• [Given problem]:
Rescale the material from the line with "Where can you see the woman's eye" to the end by copying every line and multiplying each coordinate by 2.6, rounded to whole numbers with halves going up. Leave the pictures out of your answer.

Named object pointing entries:
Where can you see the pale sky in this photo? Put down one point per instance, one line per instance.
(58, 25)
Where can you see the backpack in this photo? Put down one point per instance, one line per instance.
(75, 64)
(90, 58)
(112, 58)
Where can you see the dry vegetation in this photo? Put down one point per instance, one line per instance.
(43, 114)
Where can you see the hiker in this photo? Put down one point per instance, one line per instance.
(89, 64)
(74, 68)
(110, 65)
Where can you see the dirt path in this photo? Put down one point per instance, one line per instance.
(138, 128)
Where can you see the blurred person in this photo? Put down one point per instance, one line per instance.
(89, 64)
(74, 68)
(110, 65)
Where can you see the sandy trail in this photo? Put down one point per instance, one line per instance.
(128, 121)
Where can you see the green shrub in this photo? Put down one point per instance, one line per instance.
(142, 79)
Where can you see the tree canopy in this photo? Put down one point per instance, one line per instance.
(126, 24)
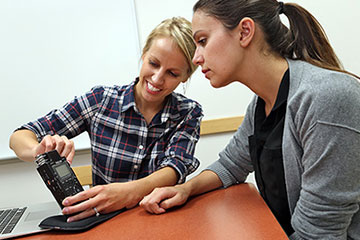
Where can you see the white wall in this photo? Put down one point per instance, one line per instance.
(20, 183)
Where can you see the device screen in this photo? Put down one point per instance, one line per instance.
(62, 170)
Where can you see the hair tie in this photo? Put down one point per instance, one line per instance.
(281, 7)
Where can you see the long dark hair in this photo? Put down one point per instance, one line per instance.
(304, 40)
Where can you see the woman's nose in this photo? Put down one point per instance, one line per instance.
(157, 77)
(197, 59)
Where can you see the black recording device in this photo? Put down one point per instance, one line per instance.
(58, 175)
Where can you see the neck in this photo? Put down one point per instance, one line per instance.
(148, 110)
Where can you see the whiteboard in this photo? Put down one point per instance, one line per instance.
(51, 51)
(232, 100)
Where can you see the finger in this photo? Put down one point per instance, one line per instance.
(49, 143)
(151, 203)
(80, 207)
(69, 150)
(172, 202)
(45, 145)
(87, 213)
(81, 196)
(60, 144)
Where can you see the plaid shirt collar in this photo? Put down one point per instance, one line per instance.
(171, 109)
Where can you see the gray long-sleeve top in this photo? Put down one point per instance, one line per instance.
(321, 153)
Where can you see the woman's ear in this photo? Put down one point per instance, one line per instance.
(246, 30)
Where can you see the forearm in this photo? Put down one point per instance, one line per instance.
(164, 177)
(204, 182)
(23, 143)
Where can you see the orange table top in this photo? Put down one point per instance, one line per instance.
(237, 212)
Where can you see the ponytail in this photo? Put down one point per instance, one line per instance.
(304, 40)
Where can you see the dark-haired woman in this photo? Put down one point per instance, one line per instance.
(301, 132)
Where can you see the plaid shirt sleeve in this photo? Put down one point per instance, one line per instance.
(70, 120)
(180, 151)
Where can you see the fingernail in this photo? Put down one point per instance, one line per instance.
(65, 210)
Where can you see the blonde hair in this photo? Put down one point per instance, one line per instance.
(178, 29)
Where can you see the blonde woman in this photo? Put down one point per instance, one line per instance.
(143, 135)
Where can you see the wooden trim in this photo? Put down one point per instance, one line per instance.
(220, 125)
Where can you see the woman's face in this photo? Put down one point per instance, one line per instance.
(217, 49)
(164, 68)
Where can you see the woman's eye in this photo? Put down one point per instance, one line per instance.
(173, 74)
(202, 41)
(154, 64)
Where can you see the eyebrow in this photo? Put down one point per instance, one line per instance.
(194, 35)
(171, 69)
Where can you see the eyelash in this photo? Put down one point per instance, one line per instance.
(202, 41)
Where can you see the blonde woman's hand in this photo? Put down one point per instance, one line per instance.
(62, 144)
(161, 199)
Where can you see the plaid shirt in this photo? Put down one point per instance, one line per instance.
(123, 146)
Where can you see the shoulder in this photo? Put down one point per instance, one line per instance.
(320, 94)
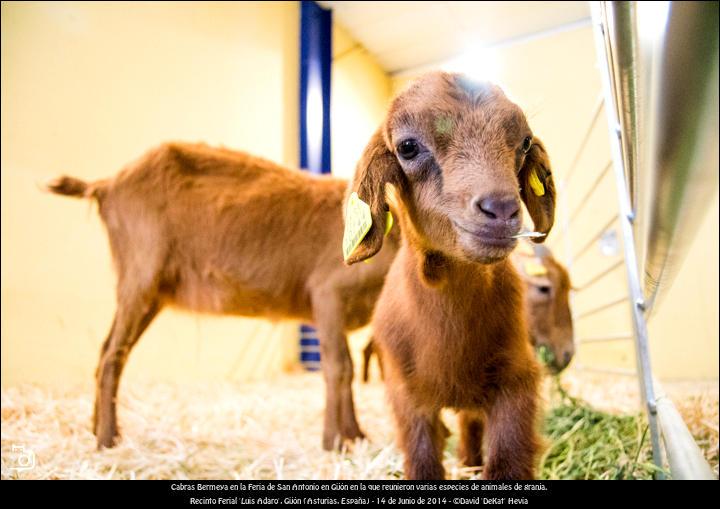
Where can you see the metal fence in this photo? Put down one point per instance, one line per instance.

• [Problem solution]:
Where can you see the woman's eye in this photo? Put down one point per instance, one line per instance.
(450, 192)
(525, 107)
(400, 166)
Where can you see the eyebrow in this photo? Put down one point per instance, one line per instance.
(504, 91)
(445, 179)
Where can you see the eyelash in this photo? Put down one point per instance, one line per instance.
(525, 107)
Where can you see the blonde woman's hand in this photo? Put down one point per instance, one line per instance.
(161, 374)
(419, 517)
Where can you see the plaid shirt in this photo? Put down one point per instance, one line per instance.
(320, 380)
Where can you see the shoulder in this photo? Put down one point per instance, one line per instance.
(832, 244)
Where can you see the metal fence in this photo? Put down one point per instance, one line per instance.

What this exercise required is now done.